### Supplied records ###

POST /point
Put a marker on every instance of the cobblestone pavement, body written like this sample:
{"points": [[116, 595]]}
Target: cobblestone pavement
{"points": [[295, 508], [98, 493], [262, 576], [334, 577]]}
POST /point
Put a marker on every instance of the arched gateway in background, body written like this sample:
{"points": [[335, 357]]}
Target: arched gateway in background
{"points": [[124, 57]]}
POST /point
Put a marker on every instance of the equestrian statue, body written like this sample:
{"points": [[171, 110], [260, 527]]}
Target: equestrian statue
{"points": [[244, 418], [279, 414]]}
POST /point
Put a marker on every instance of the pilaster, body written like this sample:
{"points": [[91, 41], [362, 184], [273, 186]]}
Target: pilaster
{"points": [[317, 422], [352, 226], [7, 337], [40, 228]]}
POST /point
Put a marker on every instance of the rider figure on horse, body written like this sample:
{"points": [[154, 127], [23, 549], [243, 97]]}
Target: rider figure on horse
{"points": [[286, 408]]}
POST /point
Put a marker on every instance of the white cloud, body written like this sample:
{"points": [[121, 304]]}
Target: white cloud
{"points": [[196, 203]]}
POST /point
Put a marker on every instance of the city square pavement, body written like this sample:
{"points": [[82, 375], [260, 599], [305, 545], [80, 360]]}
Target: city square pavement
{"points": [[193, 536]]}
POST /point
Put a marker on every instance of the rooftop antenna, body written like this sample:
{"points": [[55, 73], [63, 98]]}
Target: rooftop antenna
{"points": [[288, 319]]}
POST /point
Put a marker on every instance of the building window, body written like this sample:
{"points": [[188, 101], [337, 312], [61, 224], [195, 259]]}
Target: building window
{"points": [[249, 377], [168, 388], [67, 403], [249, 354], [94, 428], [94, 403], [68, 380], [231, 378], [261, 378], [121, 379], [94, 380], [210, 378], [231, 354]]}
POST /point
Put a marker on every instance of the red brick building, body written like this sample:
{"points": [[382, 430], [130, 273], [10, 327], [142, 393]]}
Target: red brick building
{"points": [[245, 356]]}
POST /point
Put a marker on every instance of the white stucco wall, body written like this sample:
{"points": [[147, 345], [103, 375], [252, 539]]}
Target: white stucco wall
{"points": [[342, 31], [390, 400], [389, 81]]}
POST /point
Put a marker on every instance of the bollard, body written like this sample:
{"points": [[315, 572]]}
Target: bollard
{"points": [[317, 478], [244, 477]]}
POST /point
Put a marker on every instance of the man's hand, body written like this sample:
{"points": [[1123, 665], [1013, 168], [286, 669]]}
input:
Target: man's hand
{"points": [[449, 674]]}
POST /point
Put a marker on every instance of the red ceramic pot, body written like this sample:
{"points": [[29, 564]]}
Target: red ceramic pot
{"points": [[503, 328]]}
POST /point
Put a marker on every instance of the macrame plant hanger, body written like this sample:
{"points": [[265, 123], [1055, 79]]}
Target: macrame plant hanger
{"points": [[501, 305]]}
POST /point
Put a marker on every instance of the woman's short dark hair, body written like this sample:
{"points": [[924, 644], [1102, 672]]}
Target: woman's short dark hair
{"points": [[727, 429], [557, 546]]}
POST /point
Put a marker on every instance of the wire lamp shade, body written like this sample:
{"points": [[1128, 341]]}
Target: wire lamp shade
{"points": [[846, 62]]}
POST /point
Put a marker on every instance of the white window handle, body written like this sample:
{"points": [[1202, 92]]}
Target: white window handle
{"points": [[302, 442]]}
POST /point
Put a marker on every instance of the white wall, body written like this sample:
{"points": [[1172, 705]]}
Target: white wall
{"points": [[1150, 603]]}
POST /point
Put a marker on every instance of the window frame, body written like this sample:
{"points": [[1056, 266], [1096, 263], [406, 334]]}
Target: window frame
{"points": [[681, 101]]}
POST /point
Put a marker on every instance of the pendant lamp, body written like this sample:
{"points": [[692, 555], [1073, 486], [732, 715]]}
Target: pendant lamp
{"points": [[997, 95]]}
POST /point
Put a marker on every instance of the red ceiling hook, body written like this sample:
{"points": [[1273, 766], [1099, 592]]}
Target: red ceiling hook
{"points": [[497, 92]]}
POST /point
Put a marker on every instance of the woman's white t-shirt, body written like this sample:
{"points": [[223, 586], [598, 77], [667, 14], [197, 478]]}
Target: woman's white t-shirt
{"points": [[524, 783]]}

###

■ Job
Reproduce every line above without error.

■ Exercise output
POST /point
Put a marker on every instance of the cobblestone pavement, body written like this sample:
{"points": [[116, 595]]}
Target: cobblestone pavement
{"points": [[295, 508], [98, 493], [262, 576], [334, 577]]}
POST /point
Put a marker on every instance of the arched gateway in background, body written like this sample:
{"points": [[335, 357]]}
Target: arched gateway in background
{"points": [[124, 57]]}
POST /point
Put a marker on every instance of the equestrian statue, body written like this sample:
{"points": [[171, 110], [260, 527]]}
Target: equestrian statue
{"points": [[244, 418], [279, 414]]}
POST /point
Put a marker on every instance of the pilaster, body written like this sample:
{"points": [[91, 41], [362, 184], [273, 186]]}
Target: pilaster
{"points": [[317, 422], [352, 226], [7, 337], [40, 228]]}
POST /point
Put a marker on every instance of the rider figure on horse, body written like this sample:
{"points": [[154, 127], [23, 549], [243, 97]]}
Target: rider figure on horse
{"points": [[286, 408]]}
POST /point
Put a marker on every instance of the white cloud, body written like this sample:
{"points": [[121, 304]]}
Target: white cloud
{"points": [[196, 203]]}
POST /point
Put a marker on every instance of the city square pavement, body written like this sample:
{"points": [[82, 375], [260, 599], [305, 545], [80, 360]]}
Target: city square pavement
{"points": [[193, 536]]}
POST /point
Put a marker on every instance of the rooftop antenna, body written like this sample:
{"points": [[55, 73], [63, 98]]}
Target: rooftop antenna
{"points": [[288, 319]]}
POST /point
Put a marker on every instance of the building window, body written like this sample:
{"points": [[188, 101], [337, 312], [61, 224], [195, 259]]}
Target: building window
{"points": [[249, 377], [168, 388], [67, 403], [249, 354], [94, 428], [94, 403], [68, 380], [231, 378], [261, 378], [121, 379], [94, 380], [210, 378], [231, 354]]}
POST /point
Put a marker on every instance of the red brick building, body written like this sample:
{"points": [[382, 430], [130, 273], [10, 327], [142, 393]]}
Target: red brick building
{"points": [[245, 356]]}
POST /point
Put a marker on every instance of the white stucco wall, body written like this sample:
{"points": [[147, 345], [103, 375], [252, 539]]}
Target: white stucco wall
{"points": [[342, 31], [390, 400], [389, 81]]}
POST /point
Put a marker on every instance of the bollard, body written like this sample:
{"points": [[315, 572]]}
Target: bollard
{"points": [[317, 478], [244, 477]]}
POST /point
Put a marker on every instance of the man's hand, body written like this sample:
{"points": [[1123, 665], [1013, 168], [286, 669]]}
input:
Target: man's hand
{"points": [[449, 674]]}
POST /point
Put a marker on every instance of the red ceramic pot, body written like this sample:
{"points": [[29, 564]]}
Target: red ceramic pot
{"points": [[503, 328]]}
POST /point
Put a marker on every instance of the macrame plant hanger, body written like this sample:
{"points": [[265, 123], [1055, 79]]}
Target: macrame plant hanger
{"points": [[501, 305]]}
POST /point
Put a marker on every instance of the woman's short dark hair, body written like this sample:
{"points": [[924, 644], [1102, 672]]}
Target: woman's short dark hair
{"points": [[727, 429], [557, 546]]}
POST /point
Put a marker on every instance of the wire lamp shade, body written like this sample:
{"points": [[1128, 341]]}
Target: wire lamp shade
{"points": [[846, 62]]}
POST /point
Put a marker on every instance of the white window handle, body written like this sample:
{"points": [[1202, 92]]}
Target: white window handle
{"points": [[302, 442]]}
POST /point
Put a marker on every instance of the white wall, body written like this sample:
{"points": [[1172, 705]]}
Target: white wall
{"points": [[1150, 603]]}
POST /point
Put a marker on every instance of the window frame, body written like this sample:
{"points": [[1056, 266], [1096, 263], [406, 334]]}
Target: window frame
{"points": [[681, 101]]}
POST /point
Put a marker on every instance of the pendant lamp, body written like this sample:
{"points": [[692, 555], [1073, 486], [732, 715]]}
Target: pendant lamp
{"points": [[997, 95]]}
POST /point
Put a marker on every instance of the red ceiling hook, body written like this sample:
{"points": [[1273, 766], [1099, 592]]}
Target: red ceiling hook
{"points": [[497, 92]]}
POST /point
Put a marker on every instance of the woman's white t-shirt, body written like this sample:
{"points": [[223, 586], [598, 77], [667, 14], [197, 478]]}
Target: woman's white t-shirt
{"points": [[524, 783]]}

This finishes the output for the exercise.